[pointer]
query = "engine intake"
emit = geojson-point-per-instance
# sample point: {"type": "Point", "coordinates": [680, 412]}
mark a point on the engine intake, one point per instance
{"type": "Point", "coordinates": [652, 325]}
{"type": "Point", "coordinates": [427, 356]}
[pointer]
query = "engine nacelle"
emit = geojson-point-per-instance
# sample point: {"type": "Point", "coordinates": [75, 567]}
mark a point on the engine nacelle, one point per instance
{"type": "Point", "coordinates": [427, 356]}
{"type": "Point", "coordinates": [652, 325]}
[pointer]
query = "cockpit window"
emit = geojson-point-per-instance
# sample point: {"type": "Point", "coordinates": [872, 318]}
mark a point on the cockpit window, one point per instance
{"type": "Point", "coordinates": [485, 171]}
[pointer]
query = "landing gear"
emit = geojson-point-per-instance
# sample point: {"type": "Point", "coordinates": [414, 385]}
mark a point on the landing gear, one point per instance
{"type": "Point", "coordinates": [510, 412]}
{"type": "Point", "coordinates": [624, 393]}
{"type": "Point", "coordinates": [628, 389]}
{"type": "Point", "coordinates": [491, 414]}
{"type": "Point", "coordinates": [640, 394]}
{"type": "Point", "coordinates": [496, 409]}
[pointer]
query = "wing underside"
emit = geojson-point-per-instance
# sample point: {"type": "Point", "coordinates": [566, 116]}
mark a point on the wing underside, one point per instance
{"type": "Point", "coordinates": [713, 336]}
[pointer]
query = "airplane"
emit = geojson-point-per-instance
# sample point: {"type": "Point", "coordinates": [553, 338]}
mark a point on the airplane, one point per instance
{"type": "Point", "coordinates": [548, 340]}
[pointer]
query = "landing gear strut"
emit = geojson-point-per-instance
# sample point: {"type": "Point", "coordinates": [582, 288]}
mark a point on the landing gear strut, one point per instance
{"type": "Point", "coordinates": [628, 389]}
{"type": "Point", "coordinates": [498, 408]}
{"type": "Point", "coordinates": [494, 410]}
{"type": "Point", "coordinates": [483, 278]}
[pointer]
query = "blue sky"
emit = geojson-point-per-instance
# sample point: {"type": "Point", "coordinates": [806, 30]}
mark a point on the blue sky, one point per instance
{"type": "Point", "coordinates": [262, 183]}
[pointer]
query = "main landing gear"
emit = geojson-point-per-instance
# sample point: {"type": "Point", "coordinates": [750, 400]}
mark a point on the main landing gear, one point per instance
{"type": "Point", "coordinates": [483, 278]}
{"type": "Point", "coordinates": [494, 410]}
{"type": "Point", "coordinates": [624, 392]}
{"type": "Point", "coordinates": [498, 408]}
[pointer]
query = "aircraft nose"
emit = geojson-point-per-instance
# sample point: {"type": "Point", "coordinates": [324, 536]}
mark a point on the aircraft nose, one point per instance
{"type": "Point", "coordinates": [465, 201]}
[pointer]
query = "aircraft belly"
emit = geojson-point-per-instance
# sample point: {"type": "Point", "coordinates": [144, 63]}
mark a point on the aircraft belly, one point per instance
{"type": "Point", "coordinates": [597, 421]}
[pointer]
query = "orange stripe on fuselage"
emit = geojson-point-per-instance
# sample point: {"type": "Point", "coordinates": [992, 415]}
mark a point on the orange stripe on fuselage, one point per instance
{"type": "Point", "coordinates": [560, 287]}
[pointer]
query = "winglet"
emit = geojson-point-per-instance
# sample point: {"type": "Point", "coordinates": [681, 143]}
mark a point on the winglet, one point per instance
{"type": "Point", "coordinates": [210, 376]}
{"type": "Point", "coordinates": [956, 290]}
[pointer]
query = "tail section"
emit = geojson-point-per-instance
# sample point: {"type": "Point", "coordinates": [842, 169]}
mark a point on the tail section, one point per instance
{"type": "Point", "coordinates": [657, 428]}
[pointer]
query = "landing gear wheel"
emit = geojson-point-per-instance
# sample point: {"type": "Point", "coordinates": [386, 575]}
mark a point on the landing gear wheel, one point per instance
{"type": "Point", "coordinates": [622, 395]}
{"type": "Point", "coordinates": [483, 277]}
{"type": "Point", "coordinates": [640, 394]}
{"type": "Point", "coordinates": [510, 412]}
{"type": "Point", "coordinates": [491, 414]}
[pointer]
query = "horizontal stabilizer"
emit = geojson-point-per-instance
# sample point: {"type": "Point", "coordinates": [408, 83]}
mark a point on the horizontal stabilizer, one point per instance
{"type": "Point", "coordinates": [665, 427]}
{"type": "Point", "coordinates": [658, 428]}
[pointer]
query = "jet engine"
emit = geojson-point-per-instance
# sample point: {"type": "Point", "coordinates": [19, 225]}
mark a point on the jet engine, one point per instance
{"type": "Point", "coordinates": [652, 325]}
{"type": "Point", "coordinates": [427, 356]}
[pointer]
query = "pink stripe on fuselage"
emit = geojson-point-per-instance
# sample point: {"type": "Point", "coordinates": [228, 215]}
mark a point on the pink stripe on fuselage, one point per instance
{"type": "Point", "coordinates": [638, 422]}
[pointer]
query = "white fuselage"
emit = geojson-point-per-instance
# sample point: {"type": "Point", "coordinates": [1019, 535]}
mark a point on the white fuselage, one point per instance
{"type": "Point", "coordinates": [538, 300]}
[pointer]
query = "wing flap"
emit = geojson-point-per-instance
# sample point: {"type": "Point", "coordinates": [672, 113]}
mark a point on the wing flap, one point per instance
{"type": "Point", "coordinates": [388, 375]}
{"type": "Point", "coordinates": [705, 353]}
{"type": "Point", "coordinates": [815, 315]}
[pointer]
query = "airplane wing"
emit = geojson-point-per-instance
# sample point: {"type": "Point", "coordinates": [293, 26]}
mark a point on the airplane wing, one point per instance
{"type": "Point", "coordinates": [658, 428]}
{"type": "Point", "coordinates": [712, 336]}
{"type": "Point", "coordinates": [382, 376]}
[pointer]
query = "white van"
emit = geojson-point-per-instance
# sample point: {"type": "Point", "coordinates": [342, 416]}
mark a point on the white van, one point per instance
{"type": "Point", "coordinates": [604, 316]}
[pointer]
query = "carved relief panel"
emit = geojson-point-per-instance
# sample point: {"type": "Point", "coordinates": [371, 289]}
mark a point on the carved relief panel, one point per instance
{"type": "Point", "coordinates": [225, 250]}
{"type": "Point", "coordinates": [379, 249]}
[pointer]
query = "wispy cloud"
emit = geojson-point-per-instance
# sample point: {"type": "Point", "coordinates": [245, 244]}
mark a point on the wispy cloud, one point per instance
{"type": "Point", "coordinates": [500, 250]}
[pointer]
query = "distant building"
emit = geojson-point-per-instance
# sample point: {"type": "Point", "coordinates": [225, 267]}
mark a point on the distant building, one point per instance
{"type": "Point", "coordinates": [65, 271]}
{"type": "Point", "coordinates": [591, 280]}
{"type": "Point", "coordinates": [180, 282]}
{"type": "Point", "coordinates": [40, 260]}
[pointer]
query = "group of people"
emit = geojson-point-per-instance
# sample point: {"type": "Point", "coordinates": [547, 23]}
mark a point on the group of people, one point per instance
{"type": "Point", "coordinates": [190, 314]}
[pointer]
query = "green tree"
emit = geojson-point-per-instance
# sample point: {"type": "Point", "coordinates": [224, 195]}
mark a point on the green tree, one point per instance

**Stated exercise**
Repeat the records above exactly as they appear.

**Response**
[pointer]
query = "engine intake"
emit = geojson-point-per-instance
# sample point: {"type": "Point", "coordinates": [680, 412]}
mark a point on the engine intake, one point per instance
{"type": "Point", "coordinates": [652, 325]}
{"type": "Point", "coordinates": [427, 356]}
[pointer]
query = "engine nacelle"
emit = geojson-point-per-instance
# sample point: {"type": "Point", "coordinates": [75, 567]}
mark a point on the engine nacelle, one point per instance
{"type": "Point", "coordinates": [427, 356]}
{"type": "Point", "coordinates": [652, 325]}
[pointer]
query = "cockpit window"
emit = geojson-point-per-instance
# sample point: {"type": "Point", "coordinates": [872, 318]}
mark a point on the cockpit window, one point per instance
{"type": "Point", "coordinates": [485, 171]}
[pointer]
query = "landing gear"
emit = geojson-point-per-instance
# sample point: {"type": "Point", "coordinates": [414, 385]}
mark a point on the landing gear, one point per instance
{"type": "Point", "coordinates": [510, 412]}
{"type": "Point", "coordinates": [624, 393]}
{"type": "Point", "coordinates": [628, 389]}
{"type": "Point", "coordinates": [491, 414]}
{"type": "Point", "coordinates": [640, 394]}
{"type": "Point", "coordinates": [496, 409]}
[pointer]
query = "wing underside"
emit = geojson-point-per-instance
# sample point: {"type": "Point", "coordinates": [566, 116]}
mark a point on the wing underside, one point per instance
{"type": "Point", "coordinates": [713, 336]}
[pointer]
query = "airplane"
emit = geojson-point-per-instance
# sample point: {"type": "Point", "coordinates": [553, 338]}
mark a point on the airplane, one point per instance
{"type": "Point", "coordinates": [548, 340]}
[pointer]
query = "landing gear strut"
emit = geojson-point-per-instance
# sample point: {"type": "Point", "coordinates": [582, 288]}
mark a point on the landing gear strut, one point per instance
{"type": "Point", "coordinates": [628, 389]}
{"type": "Point", "coordinates": [498, 408]}
{"type": "Point", "coordinates": [494, 410]}
{"type": "Point", "coordinates": [483, 278]}
[pointer]
query = "blue sky"
emit = geojson-point-per-instance
# sample point: {"type": "Point", "coordinates": [806, 30]}
mark a point on the blue sky, one point per instance
{"type": "Point", "coordinates": [262, 183]}
[pointer]
query = "main landing gear"
emit = geojson-point-per-instance
# sample point: {"type": "Point", "coordinates": [750, 400]}
mark a point on the main landing gear, one point per instance
{"type": "Point", "coordinates": [483, 278]}
{"type": "Point", "coordinates": [494, 410]}
{"type": "Point", "coordinates": [624, 392]}
{"type": "Point", "coordinates": [498, 408]}
[pointer]
query = "aircraft nose"
emit = geojson-point-per-instance
# sample point: {"type": "Point", "coordinates": [324, 536]}
mark a point on the aircraft nose, one point per instance
{"type": "Point", "coordinates": [465, 201]}
[pointer]
query = "aircraft belly"
emit = geojson-point-per-instance
# sample point: {"type": "Point", "coordinates": [144, 63]}
mark a point on the aircraft belly, one point per instance
{"type": "Point", "coordinates": [597, 421]}
[pointer]
query = "orange stripe on fuselage"
emit = geojson-point-per-instance
# sample point: {"type": "Point", "coordinates": [992, 415]}
mark a point on the orange stripe on fuselage, one point per instance
{"type": "Point", "coordinates": [560, 287]}
[pointer]
query = "winglet"
emit = geojson-point-per-instance
# sample point: {"type": "Point", "coordinates": [681, 143]}
mark a point on the winglet, one point per instance
{"type": "Point", "coordinates": [210, 376]}
{"type": "Point", "coordinates": [956, 290]}
[pointer]
query = "tail section"
emit = geojson-point-per-instance
# sample point: {"type": "Point", "coordinates": [842, 169]}
mark a point on the tail section, one point per instance
{"type": "Point", "coordinates": [657, 428]}
[pointer]
query = "landing gear wheel"
emit = geojson-point-per-instance
# sample point: {"type": "Point", "coordinates": [386, 575]}
mark a point on the landing gear wheel, one point per instance
{"type": "Point", "coordinates": [622, 395]}
{"type": "Point", "coordinates": [483, 277]}
{"type": "Point", "coordinates": [640, 394]}
{"type": "Point", "coordinates": [510, 412]}
{"type": "Point", "coordinates": [491, 414]}
[pointer]
query = "horizontal stabilizer"
emit = geojson-point-per-instance
# sample point: {"type": "Point", "coordinates": [408, 83]}
mark a point on the horizontal stabilizer, one point per instance
{"type": "Point", "coordinates": [665, 427]}
{"type": "Point", "coordinates": [658, 428]}
[pointer]
query = "jet engine"
emit = geojson-point-per-instance
# sample point: {"type": "Point", "coordinates": [19, 225]}
mark a point on the jet engine, one point per instance
{"type": "Point", "coordinates": [652, 325]}
{"type": "Point", "coordinates": [427, 356]}
[pointer]
query = "pink stripe on fuselage"
emit = geojson-point-per-instance
# sample point: {"type": "Point", "coordinates": [228, 215]}
mark a point on the pink stripe on fuselage, one point per instance
{"type": "Point", "coordinates": [638, 422]}
[pointer]
query = "white fuselage"
emit = geojson-point-per-instance
# sample point: {"type": "Point", "coordinates": [1019, 535]}
mark a point on the white fuselage, one point per instance
{"type": "Point", "coordinates": [538, 300]}
[pointer]
query = "wing flap"
emit = geojson-point-per-instance
# sample point: {"type": "Point", "coordinates": [672, 113]}
mark a point on the wing flap, one point per instance
{"type": "Point", "coordinates": [388, 375]}
{"type": "Point", "coordinates": [705, 353]}
{"type": "Point", "coordinates": [815, 315]}
[pointer]
query = "airplane wing"
emit = geojson-point-per-instance
# sample point: {"type": "Point", "coordinates": [293, 26]}
mark a point on the airplane wing, one point per instance
{"type": "Point", "coordinates": [658, 428]}
{"type": "Point", "coordinates": [712, 336]}
{"type": "Point", "coordinates": [382, 376]}
[pointer]
query = "white van"
emit = geojson-point-per-instance
# sample point: {"type": "Point", "coordinates": [342, 416]}
mark a point on the white van, one point per instance
{"type": "Point", "coordinates": [604, 316]}
[pointer]
query = "carved relief panel"
emit = geojson-point-per-instance
# sample point: {"type": "Point", "coordinates": [371, 289]}
mark a point on the carved relief panel, one point per instance
{"type": "Point", "coordinates": [225, 250]}
{"type": "Point", "coordinates": [379, 249]}
[pointer]
query = "wispy cloud"
emit = geojson-point-per-instance
# sample point: {"type": "Point", "coordinates": [245, 244]}
mark a point on the wispy cloud, one point per instance
{"type": "Point", "coordinates": [500, 250]}
[pointer]
query = "distant building"
emit = geojson-point-per-instance
# sample point: {"type": "Point", "coordinates": [225, 267]}
mark a point on the distant building, one point per instance
{"type": "Point", "coordinates": [65, 271]}
{"type": "Point", "coordinates": [591, 280]}
{"type": "Point", "coordinates": [180, 282]}
{"type": "Point", "coordinates": [40, 260]}
[pointer]
query = "group of people"
emit = geojson-point-per-instance
# sample point: {"type": "Point", "coordinates": [547, 23]}
mark a point on the group of people, one point per instance
{"type": "Point", "coordinates": [190, 314]}
[pointer]
query = "green tree"
emit = geojson-point-per-instance
# sample point: {"type": "Point", "coordinates": [224, 195]}
mark a point on the green tree, one point per instance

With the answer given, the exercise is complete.